Task brief.
Locate each line in the records below that includes the word "train" and copy all of those lines in full.

Given data.
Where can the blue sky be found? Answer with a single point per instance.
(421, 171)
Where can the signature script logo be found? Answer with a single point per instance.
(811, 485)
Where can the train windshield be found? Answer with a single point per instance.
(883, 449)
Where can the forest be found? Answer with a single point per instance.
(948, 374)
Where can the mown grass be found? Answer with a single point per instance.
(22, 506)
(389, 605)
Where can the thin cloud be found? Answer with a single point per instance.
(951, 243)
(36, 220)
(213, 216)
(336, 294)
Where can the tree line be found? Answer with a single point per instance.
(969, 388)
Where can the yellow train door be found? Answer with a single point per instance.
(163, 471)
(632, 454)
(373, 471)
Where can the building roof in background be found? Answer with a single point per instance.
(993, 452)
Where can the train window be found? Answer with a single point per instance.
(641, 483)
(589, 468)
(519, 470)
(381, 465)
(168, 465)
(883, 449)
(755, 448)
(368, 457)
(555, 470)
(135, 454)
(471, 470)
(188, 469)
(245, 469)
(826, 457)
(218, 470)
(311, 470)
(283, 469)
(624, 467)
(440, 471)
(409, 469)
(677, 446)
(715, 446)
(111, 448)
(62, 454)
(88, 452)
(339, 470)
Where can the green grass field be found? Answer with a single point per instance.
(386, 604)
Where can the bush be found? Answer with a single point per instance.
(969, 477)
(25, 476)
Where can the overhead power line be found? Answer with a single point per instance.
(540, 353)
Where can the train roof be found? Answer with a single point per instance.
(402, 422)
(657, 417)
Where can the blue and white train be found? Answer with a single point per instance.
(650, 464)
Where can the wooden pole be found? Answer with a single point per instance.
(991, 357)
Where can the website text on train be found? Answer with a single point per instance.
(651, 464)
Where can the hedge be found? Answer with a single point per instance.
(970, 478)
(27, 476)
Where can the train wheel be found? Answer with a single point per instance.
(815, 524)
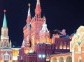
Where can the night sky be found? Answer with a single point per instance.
(67, 14)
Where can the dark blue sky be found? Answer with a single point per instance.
(68, 14)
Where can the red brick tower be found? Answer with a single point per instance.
(27, 30)
(44, 33)
(36, 24)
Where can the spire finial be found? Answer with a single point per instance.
(44, 19)
(4, 10)
(4, 20)
(29, 14)
(38, 2)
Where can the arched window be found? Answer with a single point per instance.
(68, 59)
(80, 59)
(61, 59)
(54, 60)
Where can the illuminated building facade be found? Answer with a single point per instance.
(37, 46)
(7, 53)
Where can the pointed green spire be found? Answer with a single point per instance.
(4, 20)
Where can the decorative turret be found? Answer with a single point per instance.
(4, 20)
(38, 8)
(44, 26)
(26, 30)
(4, 34)
(28, 15)
(44, 33)
(77, 45)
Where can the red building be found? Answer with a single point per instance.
(37, 44)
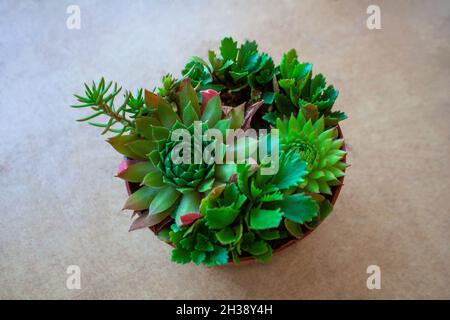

Task answer.
Where can the train windshield be found? Answer with a single point per instance.
Where can the yellow train door be found? Answer with a single point per instance.
Where can the train window be found? Answer with a single point per instance.
Where can the train roof be found? Answer with a single point per instance.
Where can the blue and white train be found? Answer with a single point per instance.
Where can the website text on train be found? Answer with a single point per instance.
Where can the train wheel be found? Answer with a single point per instance.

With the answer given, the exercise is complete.